[[ Source text open ]]

It could be a filmmaking trend, or a shift in mood as the century draws to a close, or simply a coincidence. But a surprising number of new American pictures, including some of the most highly visible entries in the just-concluded Toronto International Film Festival, steer away from the big-city interests that have long fascinated moviemakers.
Taking their place is a concern with ordinary people, the dynamics of suburban and small-town living, and the sorts of values such communities reflect.
This doesn't mean the movies are painting rose-colored portraits, though. Many are skeptical toward the notion that quieter, less-hurried lives put people automatically in tune with traditional virtues. These films explore "the subterranean things that go on in [people's] complex lives," to borrow a phrase spoken by actor Kevin Spacey in a Toronto discussion of "American Beauty," a sardonic dissection of suburban malaise that captures the downbeat atmosphere of several pictures unveiled here.

[[ Source text closed ]]
[[ Extracted data open ]]

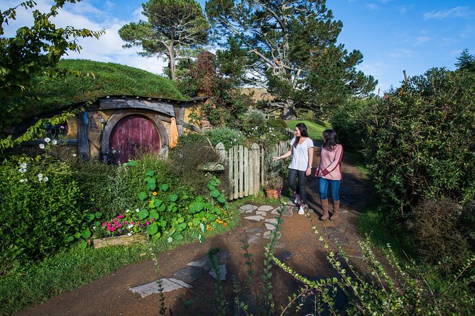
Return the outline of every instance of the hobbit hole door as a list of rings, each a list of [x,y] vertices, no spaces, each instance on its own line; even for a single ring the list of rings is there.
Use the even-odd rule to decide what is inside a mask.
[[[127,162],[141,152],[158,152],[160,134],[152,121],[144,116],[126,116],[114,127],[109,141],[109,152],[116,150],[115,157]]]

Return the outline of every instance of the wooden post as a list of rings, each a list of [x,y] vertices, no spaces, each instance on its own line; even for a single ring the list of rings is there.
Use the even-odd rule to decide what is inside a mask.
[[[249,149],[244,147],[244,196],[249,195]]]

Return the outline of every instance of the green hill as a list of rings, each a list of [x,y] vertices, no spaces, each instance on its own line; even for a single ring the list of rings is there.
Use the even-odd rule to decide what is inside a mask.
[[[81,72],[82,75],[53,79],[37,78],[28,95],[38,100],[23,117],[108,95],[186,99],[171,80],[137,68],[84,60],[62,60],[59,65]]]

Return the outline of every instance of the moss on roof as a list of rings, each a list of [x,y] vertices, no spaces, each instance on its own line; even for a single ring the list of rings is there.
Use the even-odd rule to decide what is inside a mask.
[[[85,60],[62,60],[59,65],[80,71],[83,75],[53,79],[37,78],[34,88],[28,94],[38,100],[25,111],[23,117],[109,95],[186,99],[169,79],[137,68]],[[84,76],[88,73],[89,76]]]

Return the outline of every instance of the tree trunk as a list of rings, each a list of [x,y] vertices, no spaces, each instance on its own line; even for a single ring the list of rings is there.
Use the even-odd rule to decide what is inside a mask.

[[ Extracted data closed ]]
[[ Extracted data open ]]

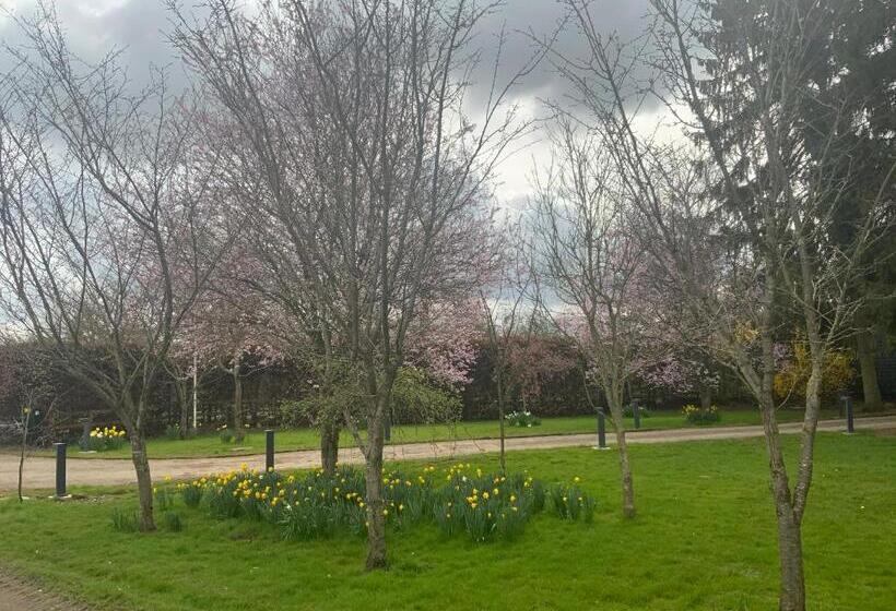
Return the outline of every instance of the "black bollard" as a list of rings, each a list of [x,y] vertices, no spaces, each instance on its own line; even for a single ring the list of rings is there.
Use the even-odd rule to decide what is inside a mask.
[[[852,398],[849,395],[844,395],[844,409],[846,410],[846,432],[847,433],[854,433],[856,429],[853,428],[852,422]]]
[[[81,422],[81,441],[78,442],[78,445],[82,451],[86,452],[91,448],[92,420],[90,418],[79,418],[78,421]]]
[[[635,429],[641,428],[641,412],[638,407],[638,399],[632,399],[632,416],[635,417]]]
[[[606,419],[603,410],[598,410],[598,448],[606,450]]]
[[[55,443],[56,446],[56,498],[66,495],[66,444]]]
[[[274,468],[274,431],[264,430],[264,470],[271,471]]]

[[ Extracted data closed ]]

Action item A
In the text about new American films, rewrite the paragraph that begins "This doesn't mean the movies" as a short list that keeps its main facts.
Action item B
Extend the text about new American films, starting right after its last sentence.
The records come from a different source than the text.

Result A
- The films are not painting rose-colored portraits.
- Many doubt that quieter, less-hurried lives automatically put people in tune with traditional virtues.
- They explore "the subterranean things that go on in [people's] complex lives," a phrase Kevin Spacey used at a Toronto discussion of "American Beauty."
- "American Beauty" is a sardonic dissection of suburban malaise. It captures the downbeat mood of several pictures shown at the festival.

Result B
A vivid example is The Cider House Rules, an adaptation of John Irving's novel due in theaters later this year. Directed by Lasse Hallstrm, who made "My Life as a Dog" and "What's Eating Gilbert Grape," it stars Tobey Maguire as Homer, a young man raised in a New England orphanage, where he comes of age during World War II.
The kindly physician who runs this place (Michael Caine) has given him a medical education including the techniques used in abortions, which Homer refuses to perform even though his mentor sees them as a sad but sometimes appropriate part of his practice. Leaving the orphanage to become an apple picker in the countryside, Homer gets involved in the difficult lives of his African-American boss and the boss's troubled daughter.
By taking race and abortion as two of its main subjects, "The Cider House Rules" shows a brave willingness to tackle controversial themes. The movie doesn't carry its ideas to their logical conclusions - it's ultimately a story about slumming, since the white hero only pays a temporary visit to the world of black poverty, then slips smoothly back to his "natural" place - but it reveals the hidden depths of seemingly commonplace lives, and encourages viewers to question simplistic views of rural communities.
Race plays a similarly central role in Snow Falling on Cedars, also based on a bestselling novel and scheduled for a December opening. Ethan Hawke plays a young journalist attending a 1950s murder trial in the Pacific Northwest, which is intertwined with the local fishing industry and - more disturbingly - the shameful incarceration of Japanese-Americans in internment camps during the 1940s.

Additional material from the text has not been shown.